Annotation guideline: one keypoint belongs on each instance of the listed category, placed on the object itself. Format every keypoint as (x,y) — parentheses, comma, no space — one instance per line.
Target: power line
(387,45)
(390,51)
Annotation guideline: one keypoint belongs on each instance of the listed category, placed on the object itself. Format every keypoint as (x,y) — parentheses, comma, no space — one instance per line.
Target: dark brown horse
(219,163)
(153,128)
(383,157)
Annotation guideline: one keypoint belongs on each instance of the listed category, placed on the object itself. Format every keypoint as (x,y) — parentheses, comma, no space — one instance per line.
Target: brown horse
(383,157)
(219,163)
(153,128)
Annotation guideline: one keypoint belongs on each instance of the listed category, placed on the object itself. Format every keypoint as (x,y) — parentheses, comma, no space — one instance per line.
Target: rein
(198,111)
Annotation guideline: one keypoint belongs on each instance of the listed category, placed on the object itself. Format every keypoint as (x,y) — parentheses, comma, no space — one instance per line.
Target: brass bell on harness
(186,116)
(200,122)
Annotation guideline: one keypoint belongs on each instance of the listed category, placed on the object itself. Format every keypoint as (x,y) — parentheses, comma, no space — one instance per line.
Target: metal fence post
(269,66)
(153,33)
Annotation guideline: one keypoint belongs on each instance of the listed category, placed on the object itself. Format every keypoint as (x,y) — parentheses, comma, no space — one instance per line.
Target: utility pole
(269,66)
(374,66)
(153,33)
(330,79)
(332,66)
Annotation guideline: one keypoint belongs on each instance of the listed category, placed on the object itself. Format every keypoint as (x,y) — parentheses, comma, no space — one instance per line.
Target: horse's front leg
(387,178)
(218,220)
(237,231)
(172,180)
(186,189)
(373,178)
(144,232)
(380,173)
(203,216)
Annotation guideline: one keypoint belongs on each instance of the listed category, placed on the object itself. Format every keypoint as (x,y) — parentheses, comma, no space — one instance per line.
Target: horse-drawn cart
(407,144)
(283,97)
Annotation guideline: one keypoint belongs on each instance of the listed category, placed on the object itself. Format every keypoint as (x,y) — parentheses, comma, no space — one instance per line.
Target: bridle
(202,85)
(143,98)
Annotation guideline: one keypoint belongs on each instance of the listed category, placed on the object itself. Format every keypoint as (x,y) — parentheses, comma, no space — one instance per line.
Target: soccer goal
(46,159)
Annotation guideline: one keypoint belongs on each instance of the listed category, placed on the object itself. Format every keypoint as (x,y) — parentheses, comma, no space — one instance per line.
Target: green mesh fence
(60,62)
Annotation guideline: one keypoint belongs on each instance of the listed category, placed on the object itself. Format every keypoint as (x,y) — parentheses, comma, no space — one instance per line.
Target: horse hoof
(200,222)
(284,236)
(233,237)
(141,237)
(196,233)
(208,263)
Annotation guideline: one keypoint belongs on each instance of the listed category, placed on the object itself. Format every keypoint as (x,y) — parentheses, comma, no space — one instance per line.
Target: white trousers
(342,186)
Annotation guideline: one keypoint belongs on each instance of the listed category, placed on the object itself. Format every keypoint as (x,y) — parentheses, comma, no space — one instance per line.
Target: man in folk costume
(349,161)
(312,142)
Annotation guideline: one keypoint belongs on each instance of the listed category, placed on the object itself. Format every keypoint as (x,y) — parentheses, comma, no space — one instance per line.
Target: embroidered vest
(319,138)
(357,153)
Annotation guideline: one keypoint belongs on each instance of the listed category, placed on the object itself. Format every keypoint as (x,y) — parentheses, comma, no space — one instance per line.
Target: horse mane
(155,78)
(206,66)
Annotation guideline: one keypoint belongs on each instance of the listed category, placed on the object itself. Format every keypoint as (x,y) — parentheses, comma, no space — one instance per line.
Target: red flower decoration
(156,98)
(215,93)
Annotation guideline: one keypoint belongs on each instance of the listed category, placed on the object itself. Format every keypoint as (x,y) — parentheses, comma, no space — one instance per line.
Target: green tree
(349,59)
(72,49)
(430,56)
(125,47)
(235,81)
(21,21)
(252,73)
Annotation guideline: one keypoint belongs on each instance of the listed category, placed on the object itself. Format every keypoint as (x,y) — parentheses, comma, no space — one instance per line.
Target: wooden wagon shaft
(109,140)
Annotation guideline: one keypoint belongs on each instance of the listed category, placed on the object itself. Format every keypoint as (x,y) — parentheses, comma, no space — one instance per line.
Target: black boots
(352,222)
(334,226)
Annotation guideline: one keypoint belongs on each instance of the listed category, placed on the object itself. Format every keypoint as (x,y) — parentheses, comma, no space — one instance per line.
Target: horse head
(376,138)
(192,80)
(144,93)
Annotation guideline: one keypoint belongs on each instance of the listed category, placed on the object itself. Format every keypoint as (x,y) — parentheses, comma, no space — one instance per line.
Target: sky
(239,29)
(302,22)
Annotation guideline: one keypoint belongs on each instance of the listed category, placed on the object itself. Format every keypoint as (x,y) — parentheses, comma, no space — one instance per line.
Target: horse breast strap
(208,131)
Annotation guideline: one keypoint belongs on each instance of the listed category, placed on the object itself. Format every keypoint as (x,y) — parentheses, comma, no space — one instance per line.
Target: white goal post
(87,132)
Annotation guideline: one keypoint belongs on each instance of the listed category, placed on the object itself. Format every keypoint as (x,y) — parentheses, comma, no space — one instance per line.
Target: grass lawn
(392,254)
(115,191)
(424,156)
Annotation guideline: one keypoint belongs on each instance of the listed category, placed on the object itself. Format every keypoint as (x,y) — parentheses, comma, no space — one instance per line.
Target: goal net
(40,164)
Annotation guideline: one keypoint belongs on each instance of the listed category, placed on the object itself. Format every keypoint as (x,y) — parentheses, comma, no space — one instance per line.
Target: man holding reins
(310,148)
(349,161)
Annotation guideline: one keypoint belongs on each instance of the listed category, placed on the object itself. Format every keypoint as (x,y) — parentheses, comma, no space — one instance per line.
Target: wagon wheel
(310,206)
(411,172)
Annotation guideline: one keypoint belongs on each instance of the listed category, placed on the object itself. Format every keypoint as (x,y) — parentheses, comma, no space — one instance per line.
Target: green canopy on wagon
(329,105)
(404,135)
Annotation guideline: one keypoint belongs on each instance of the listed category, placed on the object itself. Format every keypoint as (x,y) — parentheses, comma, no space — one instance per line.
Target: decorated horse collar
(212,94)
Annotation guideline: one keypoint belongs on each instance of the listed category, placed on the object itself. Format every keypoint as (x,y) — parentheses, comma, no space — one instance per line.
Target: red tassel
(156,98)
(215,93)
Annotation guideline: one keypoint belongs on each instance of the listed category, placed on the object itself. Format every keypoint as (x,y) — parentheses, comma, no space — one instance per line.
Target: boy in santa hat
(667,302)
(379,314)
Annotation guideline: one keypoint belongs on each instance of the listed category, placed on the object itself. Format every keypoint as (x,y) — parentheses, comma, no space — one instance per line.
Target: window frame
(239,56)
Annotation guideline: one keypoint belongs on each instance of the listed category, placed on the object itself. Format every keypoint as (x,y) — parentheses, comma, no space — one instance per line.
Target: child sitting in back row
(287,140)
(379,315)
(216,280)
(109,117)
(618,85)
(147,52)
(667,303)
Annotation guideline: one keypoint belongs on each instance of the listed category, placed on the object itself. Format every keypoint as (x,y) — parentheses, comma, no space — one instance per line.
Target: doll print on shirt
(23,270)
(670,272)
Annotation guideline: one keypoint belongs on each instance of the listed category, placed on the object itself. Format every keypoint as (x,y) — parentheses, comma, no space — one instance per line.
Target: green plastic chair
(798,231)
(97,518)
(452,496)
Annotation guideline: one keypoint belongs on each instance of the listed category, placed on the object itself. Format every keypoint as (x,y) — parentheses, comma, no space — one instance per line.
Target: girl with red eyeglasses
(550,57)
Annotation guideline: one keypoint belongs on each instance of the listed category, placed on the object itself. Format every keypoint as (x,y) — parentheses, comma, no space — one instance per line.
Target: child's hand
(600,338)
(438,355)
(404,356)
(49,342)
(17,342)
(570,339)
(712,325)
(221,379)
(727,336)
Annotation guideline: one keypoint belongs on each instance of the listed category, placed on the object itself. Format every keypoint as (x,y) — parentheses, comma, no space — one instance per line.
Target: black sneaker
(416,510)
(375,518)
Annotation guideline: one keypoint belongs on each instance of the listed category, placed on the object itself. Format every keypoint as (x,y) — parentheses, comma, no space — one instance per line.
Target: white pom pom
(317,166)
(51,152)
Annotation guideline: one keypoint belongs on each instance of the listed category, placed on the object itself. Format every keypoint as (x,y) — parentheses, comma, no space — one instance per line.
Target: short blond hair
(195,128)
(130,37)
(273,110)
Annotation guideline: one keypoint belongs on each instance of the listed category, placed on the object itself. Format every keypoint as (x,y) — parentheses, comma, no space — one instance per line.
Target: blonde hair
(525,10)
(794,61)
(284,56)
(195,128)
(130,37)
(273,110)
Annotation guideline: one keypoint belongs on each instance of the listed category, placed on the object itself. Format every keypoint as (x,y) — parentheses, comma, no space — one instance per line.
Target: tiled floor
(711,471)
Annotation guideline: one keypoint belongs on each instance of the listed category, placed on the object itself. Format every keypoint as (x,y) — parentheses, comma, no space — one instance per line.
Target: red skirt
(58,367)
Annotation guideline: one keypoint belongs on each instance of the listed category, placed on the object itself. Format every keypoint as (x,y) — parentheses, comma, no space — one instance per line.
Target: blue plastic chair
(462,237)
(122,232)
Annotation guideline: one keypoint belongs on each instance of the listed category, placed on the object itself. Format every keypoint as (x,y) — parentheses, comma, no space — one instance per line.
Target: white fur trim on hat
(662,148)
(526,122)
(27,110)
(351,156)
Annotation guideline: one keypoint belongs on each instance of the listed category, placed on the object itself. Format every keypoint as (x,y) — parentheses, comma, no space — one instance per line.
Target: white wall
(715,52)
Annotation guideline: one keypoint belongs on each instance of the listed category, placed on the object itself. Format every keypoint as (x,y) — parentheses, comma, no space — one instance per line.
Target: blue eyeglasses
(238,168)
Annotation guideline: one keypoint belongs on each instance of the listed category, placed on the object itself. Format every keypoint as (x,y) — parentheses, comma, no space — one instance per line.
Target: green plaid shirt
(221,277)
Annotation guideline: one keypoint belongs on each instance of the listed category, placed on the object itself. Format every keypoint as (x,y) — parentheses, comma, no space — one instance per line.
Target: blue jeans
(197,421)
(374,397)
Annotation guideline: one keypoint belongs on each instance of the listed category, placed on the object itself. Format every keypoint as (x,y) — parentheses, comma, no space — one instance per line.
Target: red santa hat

○ ○ ○ ○ ○ ○ ○

Exercise:
Pick out every line of the items above that contains the word "blue", and copy each such line in full. Case counts.

Result of the exercise:
Target: blue plastic chair
Target: blue eyeglasses
Target: blue jeans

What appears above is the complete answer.